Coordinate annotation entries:
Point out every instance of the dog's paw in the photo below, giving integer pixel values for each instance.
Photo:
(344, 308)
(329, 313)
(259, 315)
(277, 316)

■ Task instructions: Swap "dog's paw" for "dog's foot" in the material above. Leave everything else unchanged.

■ Exercise result:
Point out every instance of the dog's foot in the photo below, giving integer pixel values for each instance.
Photo:
(344, 308)
(329, 313)
(259, 315)
(277, 316)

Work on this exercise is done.